Each record needs to be echoed exactly; can you do that?

***** Records for this exercise *****

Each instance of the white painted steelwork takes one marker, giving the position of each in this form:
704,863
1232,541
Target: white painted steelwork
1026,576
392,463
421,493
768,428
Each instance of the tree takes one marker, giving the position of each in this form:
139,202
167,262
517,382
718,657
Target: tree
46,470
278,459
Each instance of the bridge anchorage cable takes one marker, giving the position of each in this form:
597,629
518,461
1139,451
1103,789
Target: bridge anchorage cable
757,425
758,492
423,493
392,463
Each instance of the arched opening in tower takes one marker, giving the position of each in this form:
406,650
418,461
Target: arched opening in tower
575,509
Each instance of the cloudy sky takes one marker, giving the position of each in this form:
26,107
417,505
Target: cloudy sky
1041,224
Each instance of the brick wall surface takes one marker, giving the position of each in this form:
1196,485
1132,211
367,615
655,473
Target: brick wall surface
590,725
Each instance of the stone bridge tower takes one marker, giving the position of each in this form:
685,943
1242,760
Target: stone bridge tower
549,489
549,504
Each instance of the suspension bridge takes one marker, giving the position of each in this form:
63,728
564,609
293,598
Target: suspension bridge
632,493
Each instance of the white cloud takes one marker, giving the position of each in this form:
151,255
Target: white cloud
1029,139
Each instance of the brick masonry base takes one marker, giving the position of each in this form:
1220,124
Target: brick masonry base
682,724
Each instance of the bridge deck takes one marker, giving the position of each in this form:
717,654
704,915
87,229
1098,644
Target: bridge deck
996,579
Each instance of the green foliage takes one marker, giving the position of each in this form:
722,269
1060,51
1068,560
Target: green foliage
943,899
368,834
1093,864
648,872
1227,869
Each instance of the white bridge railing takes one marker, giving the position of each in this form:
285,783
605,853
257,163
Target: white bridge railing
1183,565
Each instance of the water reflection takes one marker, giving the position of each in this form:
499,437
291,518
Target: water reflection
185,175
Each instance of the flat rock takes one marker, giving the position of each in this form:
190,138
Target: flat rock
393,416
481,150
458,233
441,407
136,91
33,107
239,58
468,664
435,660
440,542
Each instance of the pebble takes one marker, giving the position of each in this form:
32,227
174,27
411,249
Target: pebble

*****

The reply =>
Each instance of the white painted steelwork takes one marker, giving the position of each in this form:
704,863
1232,541
Target: white painted steelwork
1026,576
392,463
421,493
768,428
Each instance of the tree takes one marker, giving the position of each in this form:
139,202
167,262
517,382
718,657
Target: tree
46,470
278,459
Each instance of the bridge anchorage cable takes one marker, giving the position of each in this form:
597,629
518,461
1139,451
1103,789
Target: bridge anchorage cable
757,425
758,492
423,493
392,463
Each instance of the arched opening in tower takes one marker, giving the position of each in this form:
406,650
418,461
Target: arched opening in tower
575,509
Each instance of the cloudy sky takes one marker, giving the position of each in this form:
26,107
417,505
Target: cloudy sky
1041,224
Each instance of the brick wall surface takes one marker, giving the position of each in this form:
1196,485
1132,211
367,615
655,473
Target: brick wall surface
590,725
Each instance of the stone bridge tower takes one marker, giving the position of each in this form:
685,943
1242,760
Target: stone bridge tower
549,489
549,504
Each instance of the suspension bridge takes one marker, giving the position of each in this form:
63,728
564,609
293,598
Target: suspension bridge
632,493
Each instance of the white cloud takes one marker, giving the position of each in this form:
151,255
Target: white cloud
1029,139
Each instance of the brick masonry base takes one marker, giving the position of each in this form:
1220,124
Target: brick masonry base
682,724
Each instance of the bridge deck takes one marker, giving the position of each in this form:
717,654
704,915
87,229
1098,644
Target: bridge deck
996,579
Each instance of the green foliage takes one marker, giving the position of each in this form:
722,269
1060,51
1068,560
Target: green foliage
943,899
368,834
1093,864
648,872
1227,869
Each instance of the white bridge railing takes one marker, giving the position of each in this form:
285,783
605,853
257,163
Target: white bridge railing
1183,565
Each instance of the water reflection takes one marker, giving the position of each in this form:
499,437
291,518
Target: water reflection
185,175
Each instance of the flat rock takes one marker, giving the position of each in this form:
190,138
Target: flat rock
393,416
481,150
458,233
441,407
136,91
33,107
239,58
468,664
435,660
440,542
Each instance of the pebble takes one marker, giving the position of each in this form:
32,227
174,27
411,249
Target: pebble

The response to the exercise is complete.